Joseph Stiglitz, Popolo, potere e profitti, Einaudi, Torino 2020
Da «un’analisi costi-benefici» alla proposta «di un’agenda progressista», Joseph Z. Stiglitz, in questo suo Popolo, potere e profitti. Un capitalismo progressista in un’epoca di malcontento (Einaudi, 2020) traccia e rintraccia quello che oggi i programmi televisivi di Serie B chiamano un «percorso» dentro il sistema economico attuale, rapportandolo ad alcune variabili economiche della teoria classica e ad alcune delle caratteristiche della «moderna» società «deindustrializzata» (concetto che Stiglitz introduce ma che non spiega; lo assume come un dato di fatto, cosa che si sarebbe dovuta e potuta evitare) caratterizzata dalla «eccessiva finanziarizzazione», dalla «globalizzazione gestita male», dal «crescente potere dei mercati» e dalla «liberalizzazione».
Quello che ne viene fuori è un’analisi non unilaterale e un aspetto per così dire «operativo» che cerca di «rappezzare» alcune toppe di un «sistema-mondo» ipermoderno, tecnologico, robotizzato, cibernetico, sociale, il quale presenta alcune inquietanti distorsioni e alcuni inquietanti paradossi. Per fare ciò il saggista ed economista statunitense (premio Nobel per l’economia nel 2001) utilizza alcuni concetti mutuati dalla teoria economica classica – nel corso di un’analisi, del resto, tutta incentrata sugli Stati Uniti di Trump ma che, per alcuni aspetti, si può estendere anche alla realtà di «tanti paesi del mondo».

Consegna A.
Stabilisci se le affermazioni seguenti concordano con la recensione, rispondendo sì o no e citando le parole che lo decidono: (i) Stiglitz spiega il concetto di società «deindustrializzata»; (ii) il libro è uscito presso Einaudi nel 2020; (iii) l'analisi è centrata sugli Stati Uniti di Trump.
Consegna B.
Rispondi in base alla recensione:
(i) In quale anno Stiglitz ha ottenuto il premio Nobel per l'economia?
(ii) In quale città ha sede l'editore indicato nel titolo iniziale?
(iii) Con quale aggettivo il recensore qualifica l'analisi che ne viene fuori, preceduto da «non»?
Consegna C.
Elenca tutti i tratti che, secondo la recensione, caratterizzano la «moderna» società «deindustrializzata».

Segmento di dati.
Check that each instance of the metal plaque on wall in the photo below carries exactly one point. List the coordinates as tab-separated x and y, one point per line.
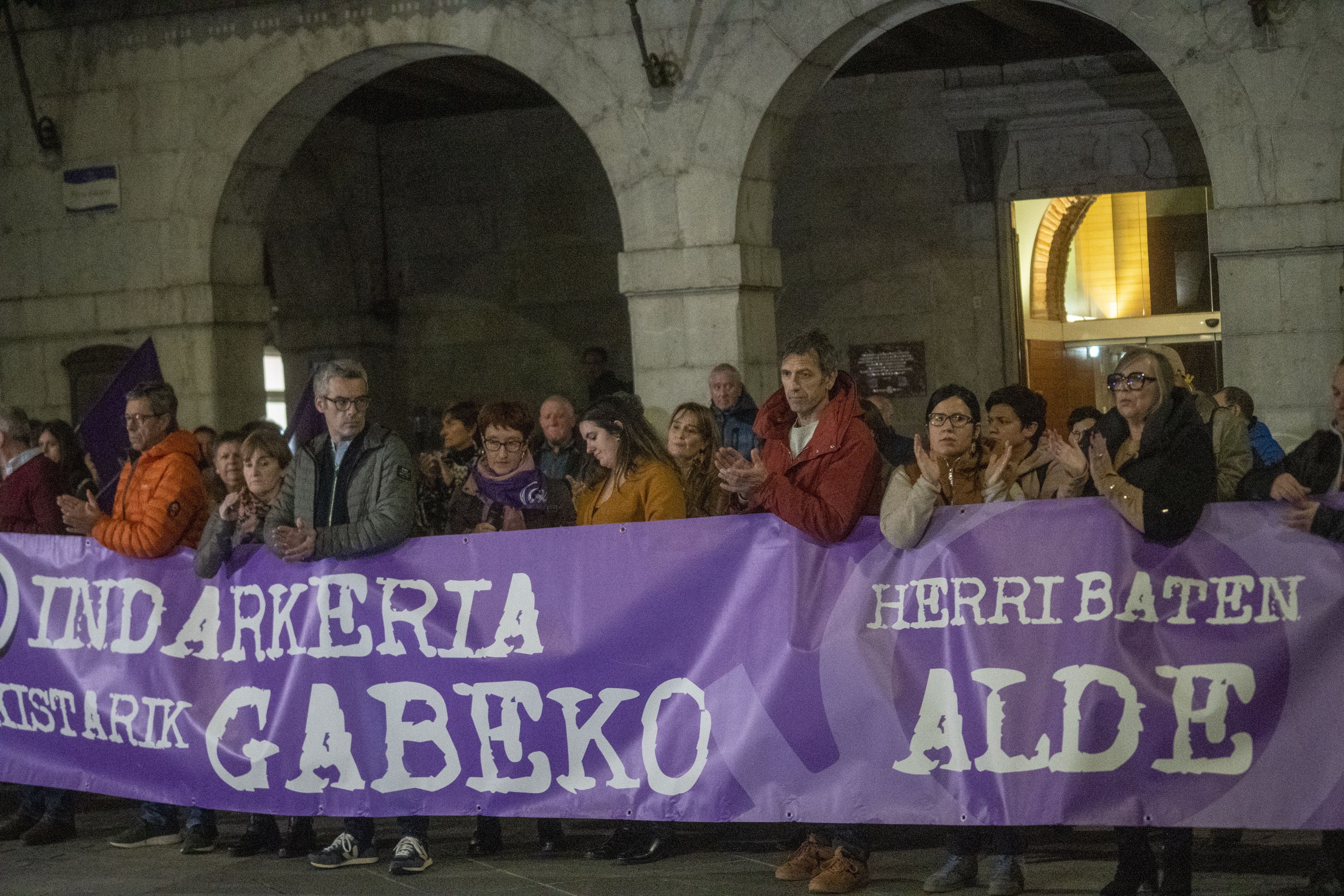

Soluzione A.
(i) No: «concetto che Stiglitz introduce ma che non spiega».
(ii) Sì: «(Einaudi, 2020)».
(iii) Sì: «tutta incentrata sugli Stati Uniti di Trump».

Soluzione B.
(i) Nel 2001.
(ii) A Torino.
(iii) «Unilaterale»: l'analisi è definita «non unilaterale».

Soluzione C.
- «eccessiva finanziarizzazione»
- «globalizzazione gestita male»
- «crescente potere dei mercati»
- «liberalizzazione»